Task>
Scan the records below. List lines holding "loose".
◇ ◇ ◇
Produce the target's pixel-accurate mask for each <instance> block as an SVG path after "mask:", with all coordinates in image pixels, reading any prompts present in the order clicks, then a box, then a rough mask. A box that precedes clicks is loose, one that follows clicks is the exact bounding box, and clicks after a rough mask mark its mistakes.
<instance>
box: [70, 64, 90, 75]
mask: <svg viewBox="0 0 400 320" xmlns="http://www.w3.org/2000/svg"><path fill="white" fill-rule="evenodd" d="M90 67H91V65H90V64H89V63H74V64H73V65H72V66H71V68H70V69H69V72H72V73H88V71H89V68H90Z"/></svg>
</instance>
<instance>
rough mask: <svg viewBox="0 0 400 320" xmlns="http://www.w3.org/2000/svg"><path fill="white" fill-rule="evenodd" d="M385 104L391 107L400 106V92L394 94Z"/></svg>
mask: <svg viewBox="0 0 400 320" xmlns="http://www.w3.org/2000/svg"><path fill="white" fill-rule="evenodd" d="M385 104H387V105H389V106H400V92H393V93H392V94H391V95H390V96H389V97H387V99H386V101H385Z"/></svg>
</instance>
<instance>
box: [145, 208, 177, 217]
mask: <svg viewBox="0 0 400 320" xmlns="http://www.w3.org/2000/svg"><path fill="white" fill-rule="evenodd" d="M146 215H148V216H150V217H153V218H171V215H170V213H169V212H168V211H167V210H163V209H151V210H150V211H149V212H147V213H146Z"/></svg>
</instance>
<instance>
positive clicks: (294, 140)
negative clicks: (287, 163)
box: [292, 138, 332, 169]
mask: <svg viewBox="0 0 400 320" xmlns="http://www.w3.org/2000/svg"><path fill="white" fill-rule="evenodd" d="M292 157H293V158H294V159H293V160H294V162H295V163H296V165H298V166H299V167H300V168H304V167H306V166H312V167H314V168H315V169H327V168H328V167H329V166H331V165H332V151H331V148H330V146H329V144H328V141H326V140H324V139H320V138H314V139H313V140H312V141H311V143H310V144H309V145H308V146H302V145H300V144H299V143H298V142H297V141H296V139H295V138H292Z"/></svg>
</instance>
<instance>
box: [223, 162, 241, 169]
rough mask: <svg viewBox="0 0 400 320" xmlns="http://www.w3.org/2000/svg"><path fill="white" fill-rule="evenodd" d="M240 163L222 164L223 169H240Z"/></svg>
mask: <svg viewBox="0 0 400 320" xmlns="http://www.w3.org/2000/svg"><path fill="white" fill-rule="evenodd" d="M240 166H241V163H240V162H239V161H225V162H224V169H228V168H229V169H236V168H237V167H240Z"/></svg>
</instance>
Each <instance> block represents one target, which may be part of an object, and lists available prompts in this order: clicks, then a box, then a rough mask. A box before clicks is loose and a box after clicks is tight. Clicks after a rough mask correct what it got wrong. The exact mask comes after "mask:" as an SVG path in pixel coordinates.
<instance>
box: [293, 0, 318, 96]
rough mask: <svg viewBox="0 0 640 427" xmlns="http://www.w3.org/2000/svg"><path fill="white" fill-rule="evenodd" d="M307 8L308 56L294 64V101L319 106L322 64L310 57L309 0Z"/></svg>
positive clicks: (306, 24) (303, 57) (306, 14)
◇ ◇ ◇
Task result>
Produce the target's pixel-accurate mask for each <instance> block as an SVG path after "mask:", with all coordinates in image pixels, reading any prompts present in the order clicks, then a box, then a rough mask. A box that precedes clicks is loose, one that follows clicks is the exact bounding box, and clicks after a rough mask mark its mistakes.
Each <instance> block represents one target, which may be part of an object, and lists available prompts in this order: clicks, then a box, then a rough mask. A box before clicks is loose and a box after clicks is tight. Clicks after a rough mask correct what it got wrong. The exact mask comes after "mask:" as an SVG path in pixel coordinates.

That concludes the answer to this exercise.